# GIVEN TEXT
□ □ □ □
Today I read an excellent diary ("Has A Gay Man Really Filed A Lawsuit Against A Bible Publisher Over Offensive 'Homosexual' Language?")that dealt with the vice list in I Corinthians 6 that has often been used to "prove" that Paul condemned homosexuals as "sinners" and excluded them from the kingdom of God.
I set out to make a comment on that diary, but I decided that the comment would have been too long and that it might be more useful simply to cut and paste something I had written many years ago on the topic. A 16-year-old Christian kid had asked me whether the Bible taught that God hated him because he was gay. I responded with three rather lengthy letters that treated a variety of issues. The final letter included a section on I Cor 6, which argues in rather the same way that librarisingnsf did in the diary cited above.
So, here it is--for whatever it's worth.
Make no mistake: neither fornicators nor idolaters, neither adulterers, effeminates, nor men who sleep with other men, neither thieves, nor greedy people, nor drunkards, nor slanderers, nor people who take all they can get will inherit the kingdom of God. (I Cor. 6: 9-10)
□ □ □ □
# WORK INSTRUCTIONS
• a. Copy the passage of the post on I Corinthians 6 word for word, from "I set out to" to "whatever it's worth.".
• b. Answer these from the post on I Corinthians 6:
(i) How old was the Christian kid who wrote to the author?
(ii) How many letters did the author send in response?
(iii) Which verses of I Corinthians 6 are quoted at the end?

# Entries from a pointing dataset
□ □ □ □
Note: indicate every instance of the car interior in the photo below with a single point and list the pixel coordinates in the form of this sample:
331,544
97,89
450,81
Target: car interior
□ □ □ □
# WRITTEN RESPONSES
• a.
I set out to make a comment on that diary, but I decided that the comment would have been too long and that it might be more useful simply to cut and paste something I had written many years ago on the topic. A 16-year-old Christian kid had asked me whether the Bible taught that God hated him because he was gay. I responded with three rather lengthy letters that treated a variety of issues. The final letter included a section on I Cor 6, which argues in rather the same way that librarisingnsf did in the diary cited above.
So, here it is--for whatever it's worth.

• b.
(i) 16 years old
(ii) Three
(iii) Verses 9-10